* [DIRECTIONS]:
a) According to the Sanctuary One page, how many acres does Double Oak Farm cover?
b) Copy out the portion of the Sanctuary One page starting at "Care farms are" and ending at "spacious animal habitats.", word for word.

::: SELECTED EXTRACT :::

Sanctuary One at Double Oak Farm is the first care farm in Southern Oregon. The mission of Sanctuary One is to provide a refuge for animals and a healing place for people while promoting environmental stewardship.

Double Oak Farm abuts thousands of acres of national forest,
with a scenic hiking trail leading up into the Siskiyou Mountains.
Care farms are real working farms where people, animals, and the earth work together for mutual healing. They are well established in Great Britain and northern Europe, but are new to the U.S.. We serve as a community role model of the farming for health concept and hope to inspire others to rehabilitate the nation's numerous failing family farms into a multi-purpose community resource.
Double Oak Farm is located on 55 scenic acres alongside the Applegate
River in the Upper Applegate Valley. It has a large irrigated pasture, a lovingly restored historic barn, and plenty of room
for spacious animal habitats.
Mule Creek, a pristine spring-fed creek with steelhead trout and rare salamanders in it, runs alongside the acreage.

We've named the farm in honor of a pair of magnificent
Oregon White Oak trees growing at heart of the land.
Sanctuary One has two main programs: an animal sanctuary that rescues abused and neglected farm animals and endangered pets, too; and the Upper Applegate Community Garden, a large-scale organic gardening program that will grow food for the Applegate Food Bank. The animal sanctuary is already up and running; the community garden is currently in the initial stages of implementation. The animal sanctuary is run by Sansa and Joe Collins, who between them have many years of management and animal-welfare expertise. The community garden will be managed by Gene Griffith, an engineer with expertise in permaculture who has studied with a world-renowned teacher of sustainable farming.
We help heal people of all ages by providing them with an opportunity to volunteer in animal therapy and horticultural therapy activities. Working with animals and gardening has been widely shown to lower blood pressure, ease depression and stress, and help lonely people establish therapeutic relationships. Because it takes time and effort to train people to work safely around animals and farm equipment, we require volunteers to make a commitment to serve for a reasonable amount of time.

::: DATASET ENTRIES :::

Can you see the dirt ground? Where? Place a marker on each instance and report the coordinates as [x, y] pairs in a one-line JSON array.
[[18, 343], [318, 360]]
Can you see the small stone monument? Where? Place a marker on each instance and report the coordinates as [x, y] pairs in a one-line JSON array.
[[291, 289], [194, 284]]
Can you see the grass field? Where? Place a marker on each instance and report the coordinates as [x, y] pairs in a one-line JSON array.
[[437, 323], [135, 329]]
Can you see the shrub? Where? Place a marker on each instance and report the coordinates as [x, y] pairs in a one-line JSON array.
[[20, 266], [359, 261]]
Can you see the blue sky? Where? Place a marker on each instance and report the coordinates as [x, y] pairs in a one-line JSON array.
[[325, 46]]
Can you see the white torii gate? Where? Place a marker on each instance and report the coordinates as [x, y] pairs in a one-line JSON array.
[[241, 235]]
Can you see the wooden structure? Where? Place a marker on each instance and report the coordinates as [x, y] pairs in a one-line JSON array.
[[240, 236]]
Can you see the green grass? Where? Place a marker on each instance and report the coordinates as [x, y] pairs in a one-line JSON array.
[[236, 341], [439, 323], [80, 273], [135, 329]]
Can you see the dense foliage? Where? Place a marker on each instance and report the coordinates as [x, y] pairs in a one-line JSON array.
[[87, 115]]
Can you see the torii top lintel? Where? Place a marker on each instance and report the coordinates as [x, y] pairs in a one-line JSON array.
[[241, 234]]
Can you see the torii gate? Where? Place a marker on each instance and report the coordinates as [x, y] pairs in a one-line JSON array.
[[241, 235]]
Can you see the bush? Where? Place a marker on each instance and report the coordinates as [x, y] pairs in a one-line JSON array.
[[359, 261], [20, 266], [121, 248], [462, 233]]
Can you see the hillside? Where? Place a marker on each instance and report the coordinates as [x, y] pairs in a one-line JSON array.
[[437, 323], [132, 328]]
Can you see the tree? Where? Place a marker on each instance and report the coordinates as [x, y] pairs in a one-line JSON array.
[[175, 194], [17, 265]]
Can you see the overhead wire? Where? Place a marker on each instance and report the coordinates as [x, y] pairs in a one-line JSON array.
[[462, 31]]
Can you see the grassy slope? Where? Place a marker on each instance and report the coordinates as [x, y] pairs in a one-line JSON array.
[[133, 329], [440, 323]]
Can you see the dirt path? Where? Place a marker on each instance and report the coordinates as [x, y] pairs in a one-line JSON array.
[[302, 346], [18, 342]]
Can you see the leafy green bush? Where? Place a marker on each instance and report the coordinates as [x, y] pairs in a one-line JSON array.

:::

* [YOUR RESPONSES]:
a) 55 acres.

b)
Care farms are real working farms where people, animals, and the earth work together for mutual healing. They are well established in Great Britain and northern Europe, but are new to the U.S.. We serve as a community role model of the farming for health concept and hope to inspire others to rehabilitate the nation's numerous failing family farms into a multi-purpose community resource.
Double Oak Farm is located on 55 scenic acres alongside the Applegate
River in the Upper Applegate Valley. It has a large irrigated pasture, a lovingly restored historic barn, and plenty of room
for spacious animal habitats.